● **Provided data**
-*-*-

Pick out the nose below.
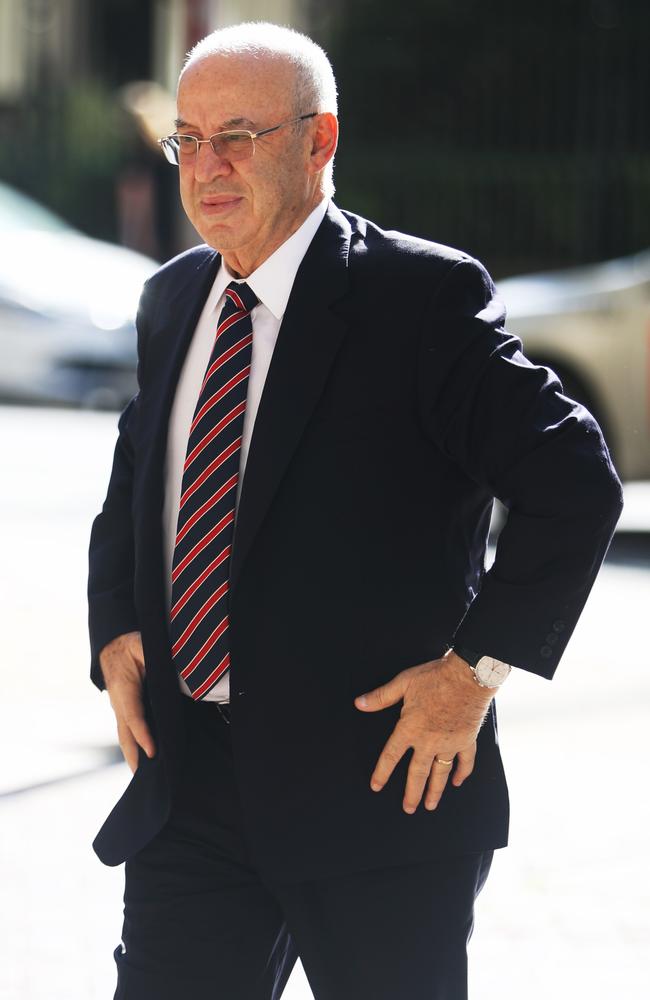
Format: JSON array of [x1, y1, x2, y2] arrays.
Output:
[[194, 142, 232, 183]]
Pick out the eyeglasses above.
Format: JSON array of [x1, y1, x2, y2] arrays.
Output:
[[158, 111, 319, 167]]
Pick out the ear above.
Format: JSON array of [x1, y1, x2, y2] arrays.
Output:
[[309, 111, 339, 174]]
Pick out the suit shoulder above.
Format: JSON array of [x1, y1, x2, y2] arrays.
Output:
[[343, 212, 487, 280]]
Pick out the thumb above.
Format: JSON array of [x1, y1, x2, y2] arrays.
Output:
[[354, 674, 406, 712]]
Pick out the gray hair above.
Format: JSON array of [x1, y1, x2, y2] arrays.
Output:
[[183, 21, 338, 197]]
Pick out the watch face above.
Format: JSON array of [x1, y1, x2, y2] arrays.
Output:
[[476, 656, 512, 687]]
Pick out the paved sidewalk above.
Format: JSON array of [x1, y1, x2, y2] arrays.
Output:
[[0, 408, 650, 1000]]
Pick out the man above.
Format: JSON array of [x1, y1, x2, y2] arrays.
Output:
[[89, 17, 620, 1000]]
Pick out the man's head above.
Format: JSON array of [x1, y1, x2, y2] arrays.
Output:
[[176, 24, 338, 275]]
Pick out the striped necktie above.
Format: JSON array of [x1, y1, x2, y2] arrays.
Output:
[[171, 281, 258, 701]]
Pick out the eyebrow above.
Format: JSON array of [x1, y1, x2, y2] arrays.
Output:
[[174, 118, 255, 134]]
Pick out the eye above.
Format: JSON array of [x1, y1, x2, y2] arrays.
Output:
[[220, 132, 250, 146]]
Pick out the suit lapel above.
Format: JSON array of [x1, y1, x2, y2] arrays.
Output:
[[230, 204, 351, 588]]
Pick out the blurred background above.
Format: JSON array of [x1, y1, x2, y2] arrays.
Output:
[[0, 0, 650, 1000]]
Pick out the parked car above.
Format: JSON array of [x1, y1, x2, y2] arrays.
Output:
[[0, 183, 157, 409], [498, 250, 650, 480]]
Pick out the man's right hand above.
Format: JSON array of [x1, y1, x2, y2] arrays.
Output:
[[99, 632, 156, 773]]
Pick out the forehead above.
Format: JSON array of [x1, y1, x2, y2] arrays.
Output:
[[177, 55, 294, 126]]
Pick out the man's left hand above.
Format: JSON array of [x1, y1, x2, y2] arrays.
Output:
[[355, 650, 496, 813]]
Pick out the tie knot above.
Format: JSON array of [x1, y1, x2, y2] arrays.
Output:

-*-*-

● **Given instruction**
Extract each line of the listing above that contains the word "suit", and copy every such line in full.

● **Finished exercise**
Pick out the suit shoulder above.
Pick out the suit lapel above.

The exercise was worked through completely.